---------- Document text ----------
Friday, September 14, 2007

India: Baby Farming for Domestic Adoption Using Young Household Servants

An investigative team from CNN-IBN in Delhi, India has uncovered a trafficking scheme in which impoverished rural village girls, many of them tribals, are being recruited by employment agencies who ostensibly place them in larger cities as domestic servants. Subsequently cut-off from contact with their village families, the girls also fall victim to a much more sinister, profitable (for the agency) scheme.

According to allegations, the girls, while working for minimal or non-existent pay, also reportedly become unwilling baby-producers for the placement agency. Reportedly arranging to have the girls raped so that they become impregnated, the agency supposedly continues to monitor the girls (who continue working as domestic servants) as the babies are gestated. When the girls give birth, the newborns are, according to news reports, taken by the placement agency and sold on India's thriving domestic adoption black market.

The racket was busted when, after receiving a "tip-off," two members of CNN-IBN's Special Investigation team posing as an adoptive couple wanting a baby for domestic adoption, visited a particular Delhi placement agency with a hidden camera.

While negotiating a price for a baby, the investigative couple met both the mother of a child who had previously been adopted out and also the midwife who had delivered her baby 20 days earlier. During the meeting, the midwife and the agency representative, with the mother in question looking on, had a disagreement about the mother's age--was she or was she not an minor?
---------- Rows ----------
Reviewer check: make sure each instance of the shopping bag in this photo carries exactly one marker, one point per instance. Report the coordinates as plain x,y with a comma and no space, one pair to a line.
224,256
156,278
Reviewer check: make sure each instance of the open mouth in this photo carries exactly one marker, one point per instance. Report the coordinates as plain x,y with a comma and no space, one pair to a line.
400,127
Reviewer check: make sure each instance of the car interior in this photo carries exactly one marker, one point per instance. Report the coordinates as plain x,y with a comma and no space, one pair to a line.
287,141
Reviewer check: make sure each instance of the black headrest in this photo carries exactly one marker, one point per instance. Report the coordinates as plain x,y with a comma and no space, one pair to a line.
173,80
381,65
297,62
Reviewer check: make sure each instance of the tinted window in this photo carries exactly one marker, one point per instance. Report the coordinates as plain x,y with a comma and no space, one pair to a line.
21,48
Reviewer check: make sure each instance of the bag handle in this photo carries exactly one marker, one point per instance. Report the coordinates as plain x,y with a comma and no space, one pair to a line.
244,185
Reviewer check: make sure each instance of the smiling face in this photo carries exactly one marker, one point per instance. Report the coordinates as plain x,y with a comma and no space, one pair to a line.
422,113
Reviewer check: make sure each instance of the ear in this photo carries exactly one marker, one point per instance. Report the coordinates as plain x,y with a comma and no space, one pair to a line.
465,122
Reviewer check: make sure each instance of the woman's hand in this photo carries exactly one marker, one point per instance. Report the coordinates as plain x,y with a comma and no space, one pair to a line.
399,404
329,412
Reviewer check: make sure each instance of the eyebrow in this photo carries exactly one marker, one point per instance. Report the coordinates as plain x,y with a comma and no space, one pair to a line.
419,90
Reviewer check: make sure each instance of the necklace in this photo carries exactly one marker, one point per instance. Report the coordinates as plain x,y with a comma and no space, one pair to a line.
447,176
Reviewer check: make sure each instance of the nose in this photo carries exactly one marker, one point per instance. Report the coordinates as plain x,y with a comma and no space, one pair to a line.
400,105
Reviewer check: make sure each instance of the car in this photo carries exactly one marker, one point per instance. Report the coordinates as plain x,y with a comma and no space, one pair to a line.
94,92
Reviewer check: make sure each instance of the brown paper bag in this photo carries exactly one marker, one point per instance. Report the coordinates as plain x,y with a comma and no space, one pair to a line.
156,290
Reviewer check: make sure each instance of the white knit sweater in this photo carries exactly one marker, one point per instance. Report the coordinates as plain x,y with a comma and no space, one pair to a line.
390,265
----------
* [Set task]: Please resume the report on baby farming in India after its final sentence. The records stand apart from the report on baby farming in India.

* [Task output]:
Apparently the CNN-IBN investigative team later followed up with the midwife who told them not only that the mother was a minor but also that:

"They [the placement agency] have been involved in getting young girls pregnant, making them give birth to children. Whoever they give the baby to, they take a lot of money from them."
The midwife insisted that she had been "smelling a rat for some time."

The investigative team called the local police who proceeded to conduct a raid. With information from the midwife, the police and the investigative team were able to locate the family who had bought the young mother's baby.

"The family [who had adopted the baby] claimed that they had no clue as to where the baby had come from. According to them, they collected the baby from the chamber of a lawyer..."
The infant was taken into protective custody.

Police subsequently returned to the placement agency. By day's end, they had arrested and/or taken in for questioning, the placement agency director and some agency personnel, the young mother, and the adoptive family. The lawyer who supposedly effected the transfer of the infant from agency to adoptive family was also located, but denied all knowledge of the situation.

The racket and similar ones involving other placement agencies, are being investigated by Delhi police. According to press reports, since the original arrest, several other young women who were being similarly exploited as baby producers have been taken into protective custody.

At last press report, according to North-West Delhi DCP (Deputy Commissioner of Police--the ranking police chief of the area), the crimes that were to be booked in the case included kidnapping, rape, confinement, abduction (of the baby), intimidation, and the intention to commit all the above crimes.

The discovery of this racket has created special concern among those on the Delhi Child Welfare Committee. They have "asked for strong action against the culprits."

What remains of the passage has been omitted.